Below are some records; reproduce every one of them exactly.

(Beginning of LISTED RECORDS)

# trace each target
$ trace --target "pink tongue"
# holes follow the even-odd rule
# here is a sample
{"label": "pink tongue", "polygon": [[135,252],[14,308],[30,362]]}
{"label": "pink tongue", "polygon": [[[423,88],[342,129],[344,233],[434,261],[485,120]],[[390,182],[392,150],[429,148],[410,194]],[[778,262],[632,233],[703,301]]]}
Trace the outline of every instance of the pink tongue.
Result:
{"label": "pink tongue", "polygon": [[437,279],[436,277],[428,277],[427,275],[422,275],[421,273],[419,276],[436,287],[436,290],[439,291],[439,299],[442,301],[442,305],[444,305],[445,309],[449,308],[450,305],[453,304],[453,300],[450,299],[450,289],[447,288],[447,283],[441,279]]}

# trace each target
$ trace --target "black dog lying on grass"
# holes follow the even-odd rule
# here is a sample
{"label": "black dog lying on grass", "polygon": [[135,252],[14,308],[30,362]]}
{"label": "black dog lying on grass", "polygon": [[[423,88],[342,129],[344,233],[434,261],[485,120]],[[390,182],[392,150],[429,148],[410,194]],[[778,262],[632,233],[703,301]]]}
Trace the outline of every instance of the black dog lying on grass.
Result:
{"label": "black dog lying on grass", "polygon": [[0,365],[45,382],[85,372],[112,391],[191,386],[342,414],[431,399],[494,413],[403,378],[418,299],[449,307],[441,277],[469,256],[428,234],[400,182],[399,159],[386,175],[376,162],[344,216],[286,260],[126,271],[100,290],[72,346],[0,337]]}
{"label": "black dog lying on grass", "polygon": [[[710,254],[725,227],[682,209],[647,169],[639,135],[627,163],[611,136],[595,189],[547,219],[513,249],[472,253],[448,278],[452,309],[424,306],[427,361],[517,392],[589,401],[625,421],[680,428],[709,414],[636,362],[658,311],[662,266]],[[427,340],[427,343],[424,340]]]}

(End of LISTED RECORDS)

## RESULT:
# trace each target
$ trace --target "pink tongue"
# holes follow the even-odd rule
# here is a sample
{"label": "pink tongue", "polygon": [[135,252],[14,308],[30,362]]}
{"label": "pink tongue", "polygon": [[[423,88],[342,129],[344,233],[434,261],[485,120]],[[390,182],[392,150],[429,148],[410,194]],[[778,262],[632,233],[703,301]]]}
Trace the outline of every instance of the pink tongue.
Result:
{"label": "pink tongue", "polygon": [[437,279],[436,277],[428,277],[427,275],[422,275],[421,273],[419,276],[436,287],[436,290],[439,291],[439,299],[442,301],[442,305],[444,305],[445,309],[449,308],[450,305],[453,304],[453,300],[450,299],[450,289],[447,288],[447,283],[441,279]]}

# trace each target
$ trace --target "black dog lying on grass"
# holes follow the even-odd rule
# here is a sample
{"label": "black dog lying on grass", "polygon": [[135,252],[14,308],[30,362]]}
{"label": "black dog lying on grass", "polygon": [[[423,88],[342,129],[344,233],[434,261],[485,120]],[[390,182],[392,150],[429,148],[410,194]],[[778,262],[632,233],[703,301]]]}
Trace the outline of every instance of the black dog lying on grass.
Result:
{"label": "black dog lying on grass", "polygon": [[0,365],[45,382],[85,372],[112,391],[191,386],[342,414],[431,399],[494,413],[403,378],[418,299],[449,307],[441,277],[469,256],[428,234],[400,182],[399,159],[386,175],[376,162],[344,216],[286,260],[126,271],[100,290],[72,346],[0,337]]}
{"label": "black dog lying on grass", "polygon": [[[710,254],[725,227],[682,209],[647,169],[639,135],[627,163],[611,136],[595,189],[547,219],[513,249],[472,253],[448,278],[452,309],[424,306],[427,361],[517,392],[589,401],[625,421],[680,428],[709,414],[636,362],[658,311],[662,266]],[[427,340],[427,343],[424,340]]]}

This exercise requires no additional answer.